Show every line of the records below that contains the word "chimney", copying each line in full; case counts.

____

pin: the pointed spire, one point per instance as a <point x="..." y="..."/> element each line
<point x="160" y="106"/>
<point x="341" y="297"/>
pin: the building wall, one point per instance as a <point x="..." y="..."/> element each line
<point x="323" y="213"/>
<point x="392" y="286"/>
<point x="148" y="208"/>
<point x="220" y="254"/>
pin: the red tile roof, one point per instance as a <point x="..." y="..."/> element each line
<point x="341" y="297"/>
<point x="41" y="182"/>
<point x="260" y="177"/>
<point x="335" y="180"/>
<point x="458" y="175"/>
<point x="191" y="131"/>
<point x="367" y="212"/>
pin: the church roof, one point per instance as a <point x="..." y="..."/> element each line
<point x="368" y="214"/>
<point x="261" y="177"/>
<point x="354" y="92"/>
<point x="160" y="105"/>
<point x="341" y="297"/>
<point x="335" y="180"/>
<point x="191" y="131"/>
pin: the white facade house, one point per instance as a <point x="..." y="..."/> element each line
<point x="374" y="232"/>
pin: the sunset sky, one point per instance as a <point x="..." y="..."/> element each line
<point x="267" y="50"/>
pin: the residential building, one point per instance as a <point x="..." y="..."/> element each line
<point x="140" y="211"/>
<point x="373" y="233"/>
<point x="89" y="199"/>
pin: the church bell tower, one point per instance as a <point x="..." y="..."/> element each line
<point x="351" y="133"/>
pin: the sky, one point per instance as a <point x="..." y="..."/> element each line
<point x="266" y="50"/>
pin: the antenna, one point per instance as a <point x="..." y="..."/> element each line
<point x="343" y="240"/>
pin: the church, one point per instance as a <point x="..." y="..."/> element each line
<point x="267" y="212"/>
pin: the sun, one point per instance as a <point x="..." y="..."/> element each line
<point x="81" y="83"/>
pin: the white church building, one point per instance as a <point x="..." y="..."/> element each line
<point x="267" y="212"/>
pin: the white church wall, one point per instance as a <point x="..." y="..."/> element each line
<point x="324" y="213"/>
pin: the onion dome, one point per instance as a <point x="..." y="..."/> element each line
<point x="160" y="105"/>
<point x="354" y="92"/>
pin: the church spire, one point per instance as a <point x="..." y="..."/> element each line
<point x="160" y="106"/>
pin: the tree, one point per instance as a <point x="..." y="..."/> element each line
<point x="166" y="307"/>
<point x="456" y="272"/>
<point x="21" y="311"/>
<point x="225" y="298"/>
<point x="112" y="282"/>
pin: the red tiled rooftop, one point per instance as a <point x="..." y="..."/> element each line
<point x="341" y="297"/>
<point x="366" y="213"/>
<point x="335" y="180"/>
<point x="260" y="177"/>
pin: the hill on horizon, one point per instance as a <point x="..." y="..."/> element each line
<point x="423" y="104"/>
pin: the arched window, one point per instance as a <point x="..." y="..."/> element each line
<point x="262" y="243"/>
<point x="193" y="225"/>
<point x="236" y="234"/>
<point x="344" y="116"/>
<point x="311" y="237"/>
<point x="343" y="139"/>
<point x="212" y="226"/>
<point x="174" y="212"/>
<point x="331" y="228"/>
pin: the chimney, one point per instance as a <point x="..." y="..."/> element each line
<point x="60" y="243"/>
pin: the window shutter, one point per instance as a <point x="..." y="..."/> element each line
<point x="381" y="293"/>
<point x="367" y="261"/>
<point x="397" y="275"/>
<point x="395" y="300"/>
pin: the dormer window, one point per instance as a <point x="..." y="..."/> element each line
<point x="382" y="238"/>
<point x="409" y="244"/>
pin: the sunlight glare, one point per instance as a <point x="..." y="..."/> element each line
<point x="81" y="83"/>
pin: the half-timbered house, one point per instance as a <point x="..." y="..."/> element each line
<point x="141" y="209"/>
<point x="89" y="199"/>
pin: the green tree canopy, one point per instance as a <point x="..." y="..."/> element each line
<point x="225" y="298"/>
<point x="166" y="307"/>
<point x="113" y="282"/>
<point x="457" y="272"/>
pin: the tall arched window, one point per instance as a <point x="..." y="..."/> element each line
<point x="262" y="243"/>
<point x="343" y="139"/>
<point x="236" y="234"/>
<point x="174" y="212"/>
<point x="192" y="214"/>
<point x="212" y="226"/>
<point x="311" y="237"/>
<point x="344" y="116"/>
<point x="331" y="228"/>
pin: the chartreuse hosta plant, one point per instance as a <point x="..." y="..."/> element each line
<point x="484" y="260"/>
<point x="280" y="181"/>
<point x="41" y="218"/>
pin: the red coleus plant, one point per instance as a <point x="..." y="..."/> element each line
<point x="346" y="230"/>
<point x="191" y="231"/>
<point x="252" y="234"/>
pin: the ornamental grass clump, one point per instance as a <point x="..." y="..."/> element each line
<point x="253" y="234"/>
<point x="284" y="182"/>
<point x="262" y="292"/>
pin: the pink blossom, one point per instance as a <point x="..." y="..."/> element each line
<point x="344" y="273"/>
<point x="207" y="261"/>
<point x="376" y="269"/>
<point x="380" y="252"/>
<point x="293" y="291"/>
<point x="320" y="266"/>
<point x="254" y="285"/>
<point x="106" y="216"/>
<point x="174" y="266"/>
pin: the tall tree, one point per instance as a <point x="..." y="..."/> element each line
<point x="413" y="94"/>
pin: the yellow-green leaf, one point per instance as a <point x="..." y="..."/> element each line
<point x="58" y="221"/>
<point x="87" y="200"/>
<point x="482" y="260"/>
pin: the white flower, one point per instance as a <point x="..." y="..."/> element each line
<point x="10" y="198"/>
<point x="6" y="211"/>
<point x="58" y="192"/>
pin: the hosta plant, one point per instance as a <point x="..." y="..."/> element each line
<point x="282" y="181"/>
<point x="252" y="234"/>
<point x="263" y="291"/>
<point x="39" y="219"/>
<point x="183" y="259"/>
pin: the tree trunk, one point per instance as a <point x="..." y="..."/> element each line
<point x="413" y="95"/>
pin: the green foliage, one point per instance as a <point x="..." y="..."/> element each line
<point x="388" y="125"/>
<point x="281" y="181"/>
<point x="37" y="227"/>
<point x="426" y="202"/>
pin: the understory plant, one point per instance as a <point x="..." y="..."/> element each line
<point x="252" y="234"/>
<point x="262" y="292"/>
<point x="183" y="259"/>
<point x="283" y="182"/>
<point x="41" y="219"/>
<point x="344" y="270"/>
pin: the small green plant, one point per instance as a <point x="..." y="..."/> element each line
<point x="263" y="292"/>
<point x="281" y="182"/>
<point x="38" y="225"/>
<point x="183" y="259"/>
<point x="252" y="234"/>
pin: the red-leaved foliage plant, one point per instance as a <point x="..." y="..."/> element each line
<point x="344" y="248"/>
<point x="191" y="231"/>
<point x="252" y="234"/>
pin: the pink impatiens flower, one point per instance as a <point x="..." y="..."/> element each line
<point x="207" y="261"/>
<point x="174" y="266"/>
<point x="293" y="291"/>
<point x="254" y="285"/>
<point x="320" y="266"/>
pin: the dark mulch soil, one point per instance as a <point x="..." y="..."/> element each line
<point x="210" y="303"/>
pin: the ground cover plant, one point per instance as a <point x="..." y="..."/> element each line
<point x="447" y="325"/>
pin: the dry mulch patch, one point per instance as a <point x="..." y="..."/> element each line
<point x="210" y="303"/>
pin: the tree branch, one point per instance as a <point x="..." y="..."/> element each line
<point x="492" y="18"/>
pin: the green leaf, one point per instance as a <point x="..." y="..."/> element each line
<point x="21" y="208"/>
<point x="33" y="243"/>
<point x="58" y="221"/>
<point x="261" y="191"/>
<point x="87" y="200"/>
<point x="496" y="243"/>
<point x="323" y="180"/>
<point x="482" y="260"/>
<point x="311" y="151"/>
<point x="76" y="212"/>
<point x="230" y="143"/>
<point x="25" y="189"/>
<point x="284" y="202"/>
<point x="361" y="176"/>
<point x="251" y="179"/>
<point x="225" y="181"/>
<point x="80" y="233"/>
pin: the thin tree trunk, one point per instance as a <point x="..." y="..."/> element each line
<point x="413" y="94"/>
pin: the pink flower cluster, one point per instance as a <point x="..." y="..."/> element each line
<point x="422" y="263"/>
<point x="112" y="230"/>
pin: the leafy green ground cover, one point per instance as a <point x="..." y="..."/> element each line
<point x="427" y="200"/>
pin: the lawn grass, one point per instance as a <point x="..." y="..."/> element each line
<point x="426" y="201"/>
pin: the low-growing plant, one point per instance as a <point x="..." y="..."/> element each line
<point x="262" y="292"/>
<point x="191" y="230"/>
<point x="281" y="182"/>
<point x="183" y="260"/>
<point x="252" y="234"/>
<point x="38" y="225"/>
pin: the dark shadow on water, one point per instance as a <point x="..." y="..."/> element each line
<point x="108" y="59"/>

____

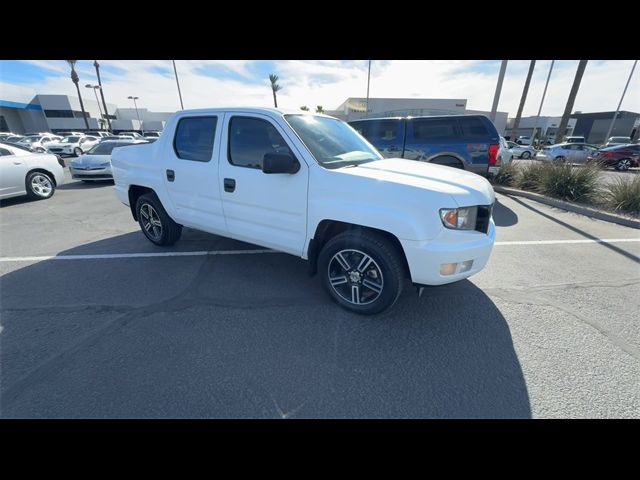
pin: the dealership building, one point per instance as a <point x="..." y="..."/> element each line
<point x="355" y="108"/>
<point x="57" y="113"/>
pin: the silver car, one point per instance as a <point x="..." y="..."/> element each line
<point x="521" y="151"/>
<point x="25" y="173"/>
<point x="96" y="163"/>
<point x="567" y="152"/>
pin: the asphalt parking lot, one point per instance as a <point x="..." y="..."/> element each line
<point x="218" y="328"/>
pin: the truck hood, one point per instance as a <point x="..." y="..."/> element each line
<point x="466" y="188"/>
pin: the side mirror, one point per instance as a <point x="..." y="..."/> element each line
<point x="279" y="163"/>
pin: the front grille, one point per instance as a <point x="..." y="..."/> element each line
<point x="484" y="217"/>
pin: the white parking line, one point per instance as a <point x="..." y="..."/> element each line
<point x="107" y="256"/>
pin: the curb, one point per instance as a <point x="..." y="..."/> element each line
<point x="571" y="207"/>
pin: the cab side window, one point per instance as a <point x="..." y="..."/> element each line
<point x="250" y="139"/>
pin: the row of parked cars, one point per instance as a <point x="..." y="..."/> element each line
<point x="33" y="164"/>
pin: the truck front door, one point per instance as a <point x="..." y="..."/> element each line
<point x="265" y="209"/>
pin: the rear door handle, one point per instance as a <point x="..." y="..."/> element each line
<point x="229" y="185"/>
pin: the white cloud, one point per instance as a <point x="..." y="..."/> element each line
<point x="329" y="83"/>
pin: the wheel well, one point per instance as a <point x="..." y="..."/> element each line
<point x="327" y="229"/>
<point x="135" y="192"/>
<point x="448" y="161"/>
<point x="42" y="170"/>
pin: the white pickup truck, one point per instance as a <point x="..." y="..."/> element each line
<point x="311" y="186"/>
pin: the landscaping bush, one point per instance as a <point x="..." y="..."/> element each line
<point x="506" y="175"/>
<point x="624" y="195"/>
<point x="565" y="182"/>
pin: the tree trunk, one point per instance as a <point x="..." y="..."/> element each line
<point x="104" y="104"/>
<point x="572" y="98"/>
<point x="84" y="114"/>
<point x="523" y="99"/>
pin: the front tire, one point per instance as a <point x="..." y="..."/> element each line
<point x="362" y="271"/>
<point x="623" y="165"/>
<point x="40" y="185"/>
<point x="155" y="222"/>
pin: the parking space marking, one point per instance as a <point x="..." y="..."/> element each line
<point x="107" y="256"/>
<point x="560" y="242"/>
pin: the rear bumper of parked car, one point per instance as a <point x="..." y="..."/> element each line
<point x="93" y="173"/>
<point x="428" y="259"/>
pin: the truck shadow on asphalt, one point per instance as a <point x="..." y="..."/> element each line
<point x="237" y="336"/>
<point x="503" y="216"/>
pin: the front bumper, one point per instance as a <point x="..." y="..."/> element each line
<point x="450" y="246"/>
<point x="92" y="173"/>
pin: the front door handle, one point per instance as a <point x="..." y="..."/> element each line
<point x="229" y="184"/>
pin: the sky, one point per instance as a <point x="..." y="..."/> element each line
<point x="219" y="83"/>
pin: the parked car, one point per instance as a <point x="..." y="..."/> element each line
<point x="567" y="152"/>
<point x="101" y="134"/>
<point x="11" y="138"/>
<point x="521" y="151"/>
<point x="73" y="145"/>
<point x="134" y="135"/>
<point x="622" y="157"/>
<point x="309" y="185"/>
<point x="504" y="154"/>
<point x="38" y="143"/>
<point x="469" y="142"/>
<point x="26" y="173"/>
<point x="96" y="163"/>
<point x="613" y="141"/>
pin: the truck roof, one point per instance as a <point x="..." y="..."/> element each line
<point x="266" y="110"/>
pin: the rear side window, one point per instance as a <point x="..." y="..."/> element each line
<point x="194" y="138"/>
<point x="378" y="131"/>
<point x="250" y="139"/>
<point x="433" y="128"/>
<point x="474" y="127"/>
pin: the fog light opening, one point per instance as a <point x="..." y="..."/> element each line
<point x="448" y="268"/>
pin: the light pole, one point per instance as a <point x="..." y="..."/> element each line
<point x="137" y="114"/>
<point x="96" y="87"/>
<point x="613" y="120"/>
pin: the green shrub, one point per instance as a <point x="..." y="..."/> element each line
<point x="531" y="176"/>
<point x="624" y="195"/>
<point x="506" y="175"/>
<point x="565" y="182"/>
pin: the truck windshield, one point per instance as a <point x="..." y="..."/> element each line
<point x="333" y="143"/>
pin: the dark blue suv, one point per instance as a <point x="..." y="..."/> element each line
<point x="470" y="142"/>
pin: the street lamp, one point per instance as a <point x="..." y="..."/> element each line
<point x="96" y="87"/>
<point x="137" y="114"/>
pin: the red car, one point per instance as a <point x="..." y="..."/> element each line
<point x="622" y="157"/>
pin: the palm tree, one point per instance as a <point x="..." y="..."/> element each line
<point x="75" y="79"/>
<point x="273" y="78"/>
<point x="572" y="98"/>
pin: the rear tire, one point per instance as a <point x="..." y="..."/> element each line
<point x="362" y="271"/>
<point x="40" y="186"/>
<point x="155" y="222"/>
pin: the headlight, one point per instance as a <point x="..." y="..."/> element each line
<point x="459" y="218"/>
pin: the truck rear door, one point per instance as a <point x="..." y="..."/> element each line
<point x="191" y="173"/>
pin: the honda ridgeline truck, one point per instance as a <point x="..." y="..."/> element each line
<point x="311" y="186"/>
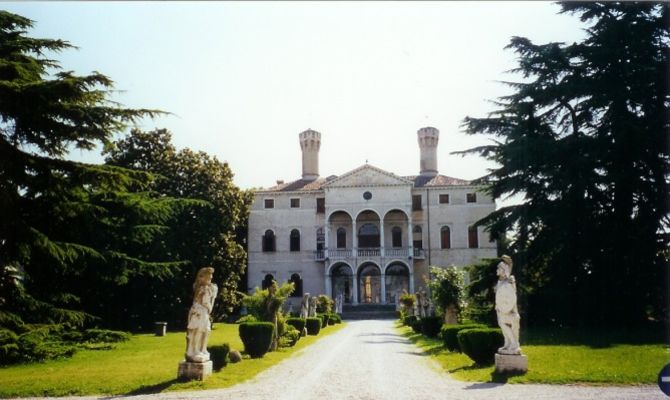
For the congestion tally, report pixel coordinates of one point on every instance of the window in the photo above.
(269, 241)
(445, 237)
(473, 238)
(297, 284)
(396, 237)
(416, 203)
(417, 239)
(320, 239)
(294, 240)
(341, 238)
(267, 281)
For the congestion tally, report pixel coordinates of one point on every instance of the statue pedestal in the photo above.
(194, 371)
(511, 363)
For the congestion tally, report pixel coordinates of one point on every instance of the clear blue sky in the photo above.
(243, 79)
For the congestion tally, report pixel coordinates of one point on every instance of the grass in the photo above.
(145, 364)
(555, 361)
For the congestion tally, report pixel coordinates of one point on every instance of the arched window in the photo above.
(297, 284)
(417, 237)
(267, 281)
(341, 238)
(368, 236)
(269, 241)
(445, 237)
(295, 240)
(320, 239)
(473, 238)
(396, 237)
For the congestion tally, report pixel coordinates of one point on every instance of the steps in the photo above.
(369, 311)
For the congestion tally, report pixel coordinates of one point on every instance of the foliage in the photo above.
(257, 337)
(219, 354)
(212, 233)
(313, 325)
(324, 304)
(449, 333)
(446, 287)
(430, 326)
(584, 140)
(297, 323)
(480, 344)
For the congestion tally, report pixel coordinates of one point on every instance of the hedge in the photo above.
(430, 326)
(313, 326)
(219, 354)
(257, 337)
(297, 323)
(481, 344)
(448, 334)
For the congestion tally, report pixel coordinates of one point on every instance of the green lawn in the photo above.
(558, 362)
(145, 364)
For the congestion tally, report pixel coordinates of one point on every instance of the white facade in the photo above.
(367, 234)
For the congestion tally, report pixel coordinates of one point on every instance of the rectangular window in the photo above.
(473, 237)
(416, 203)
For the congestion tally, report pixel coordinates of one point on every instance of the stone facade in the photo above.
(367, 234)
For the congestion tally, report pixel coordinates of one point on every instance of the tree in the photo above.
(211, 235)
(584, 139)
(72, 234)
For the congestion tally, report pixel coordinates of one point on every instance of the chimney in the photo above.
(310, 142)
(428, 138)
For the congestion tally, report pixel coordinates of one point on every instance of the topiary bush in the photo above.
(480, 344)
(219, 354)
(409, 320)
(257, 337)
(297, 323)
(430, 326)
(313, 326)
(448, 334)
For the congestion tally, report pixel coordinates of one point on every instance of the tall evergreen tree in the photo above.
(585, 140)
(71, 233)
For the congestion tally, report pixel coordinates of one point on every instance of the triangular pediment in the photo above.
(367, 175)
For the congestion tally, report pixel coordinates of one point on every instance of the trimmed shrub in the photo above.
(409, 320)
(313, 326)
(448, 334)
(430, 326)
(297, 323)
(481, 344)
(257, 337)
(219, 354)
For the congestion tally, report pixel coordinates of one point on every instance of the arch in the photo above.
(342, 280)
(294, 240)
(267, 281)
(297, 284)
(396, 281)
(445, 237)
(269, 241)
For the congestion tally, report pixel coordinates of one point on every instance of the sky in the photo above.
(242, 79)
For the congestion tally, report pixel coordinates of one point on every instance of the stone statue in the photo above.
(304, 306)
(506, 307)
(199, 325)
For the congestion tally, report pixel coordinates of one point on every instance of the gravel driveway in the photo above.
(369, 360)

____

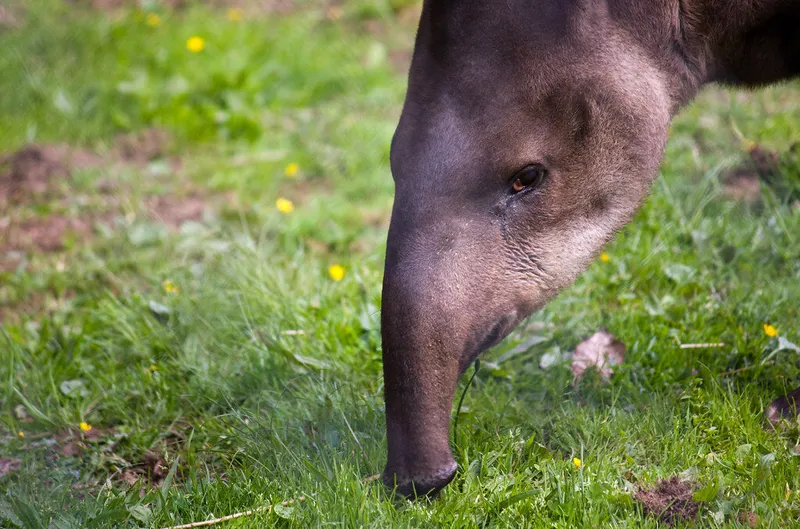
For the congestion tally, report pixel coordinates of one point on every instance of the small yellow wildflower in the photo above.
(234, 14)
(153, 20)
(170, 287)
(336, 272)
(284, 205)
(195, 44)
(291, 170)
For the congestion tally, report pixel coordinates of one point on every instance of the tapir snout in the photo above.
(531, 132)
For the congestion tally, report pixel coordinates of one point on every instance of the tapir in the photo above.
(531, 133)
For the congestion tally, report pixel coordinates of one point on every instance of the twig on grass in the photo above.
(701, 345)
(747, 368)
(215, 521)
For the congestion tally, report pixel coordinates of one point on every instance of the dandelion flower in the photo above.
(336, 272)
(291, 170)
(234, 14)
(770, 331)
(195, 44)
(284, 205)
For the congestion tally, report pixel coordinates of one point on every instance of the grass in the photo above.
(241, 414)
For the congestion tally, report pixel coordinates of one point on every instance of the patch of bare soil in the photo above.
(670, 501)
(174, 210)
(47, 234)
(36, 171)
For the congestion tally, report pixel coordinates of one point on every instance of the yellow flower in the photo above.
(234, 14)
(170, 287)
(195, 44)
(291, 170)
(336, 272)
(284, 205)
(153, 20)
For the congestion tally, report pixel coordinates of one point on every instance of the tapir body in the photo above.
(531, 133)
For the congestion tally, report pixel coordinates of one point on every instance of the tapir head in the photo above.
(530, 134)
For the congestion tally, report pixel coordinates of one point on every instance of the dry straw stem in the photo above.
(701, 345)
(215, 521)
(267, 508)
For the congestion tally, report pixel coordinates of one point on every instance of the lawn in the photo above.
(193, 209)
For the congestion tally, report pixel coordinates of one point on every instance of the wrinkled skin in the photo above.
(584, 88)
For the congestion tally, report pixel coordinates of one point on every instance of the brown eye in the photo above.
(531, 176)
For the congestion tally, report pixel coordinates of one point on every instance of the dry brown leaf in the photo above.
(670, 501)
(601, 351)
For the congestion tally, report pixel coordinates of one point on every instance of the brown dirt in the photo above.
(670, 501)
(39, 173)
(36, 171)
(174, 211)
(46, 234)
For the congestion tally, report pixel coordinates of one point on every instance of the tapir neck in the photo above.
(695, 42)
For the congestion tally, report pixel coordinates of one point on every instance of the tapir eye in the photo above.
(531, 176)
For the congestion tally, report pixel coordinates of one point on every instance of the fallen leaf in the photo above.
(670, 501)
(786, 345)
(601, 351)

____

[Task answer]
pin: the chimney, one point per instance as a <point x="..." y="..."/> element each line
For the congestion tally, report pixel coordinates of one point on every instance of the chimney in the photo above.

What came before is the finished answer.